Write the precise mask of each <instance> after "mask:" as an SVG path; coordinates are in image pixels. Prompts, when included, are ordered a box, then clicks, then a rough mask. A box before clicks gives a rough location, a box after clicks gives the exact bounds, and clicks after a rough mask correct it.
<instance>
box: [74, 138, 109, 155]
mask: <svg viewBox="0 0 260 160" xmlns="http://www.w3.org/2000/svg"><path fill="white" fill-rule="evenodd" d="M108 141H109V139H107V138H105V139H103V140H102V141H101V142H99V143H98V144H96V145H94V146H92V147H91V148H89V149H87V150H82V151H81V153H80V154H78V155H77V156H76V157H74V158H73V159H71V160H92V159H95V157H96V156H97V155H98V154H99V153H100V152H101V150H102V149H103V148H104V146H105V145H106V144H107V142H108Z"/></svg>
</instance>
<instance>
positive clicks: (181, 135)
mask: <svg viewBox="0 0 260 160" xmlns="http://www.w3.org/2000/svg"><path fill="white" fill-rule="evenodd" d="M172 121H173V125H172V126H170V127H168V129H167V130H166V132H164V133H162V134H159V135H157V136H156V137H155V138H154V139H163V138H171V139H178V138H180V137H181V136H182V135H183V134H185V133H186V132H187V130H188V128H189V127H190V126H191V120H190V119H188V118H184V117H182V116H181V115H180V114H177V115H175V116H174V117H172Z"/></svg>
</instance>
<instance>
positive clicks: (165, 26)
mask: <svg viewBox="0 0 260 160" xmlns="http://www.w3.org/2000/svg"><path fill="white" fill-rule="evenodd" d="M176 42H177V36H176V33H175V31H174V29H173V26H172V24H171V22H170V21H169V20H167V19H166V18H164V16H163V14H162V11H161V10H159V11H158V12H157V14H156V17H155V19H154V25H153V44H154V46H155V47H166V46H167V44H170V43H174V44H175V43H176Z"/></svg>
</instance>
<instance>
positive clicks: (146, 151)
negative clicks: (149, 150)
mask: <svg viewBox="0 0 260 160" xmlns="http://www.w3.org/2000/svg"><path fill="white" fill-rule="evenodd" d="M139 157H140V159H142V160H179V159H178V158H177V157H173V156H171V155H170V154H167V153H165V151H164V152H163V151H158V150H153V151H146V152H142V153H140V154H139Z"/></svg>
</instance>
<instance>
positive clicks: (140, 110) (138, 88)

--- --- ---

Reproduce the line that contains "positive clicks: (146, 151)" and each line after it through the last line of the entries above, exactly; leave out all earlier lines.

-- Output for this exercise --
positive clicks: (146, 151)
negative clicks: (149, 150)
mask: <svg viewBox="0 0 260 160" xmlns="http://www.w3.org/2000/svg"><path fill="white" fill-rule="evenodd" d="M139 157H140V159H142V160H179V159H178V158H177V157H173V156H171V155H170V154H167V153H165V151H164V152H163V151H158V150H153V151H146V152H142V153H140V154H139Z"/></svg>
</instance>
<instance>
positive clicks: (140, 110) (138, 88)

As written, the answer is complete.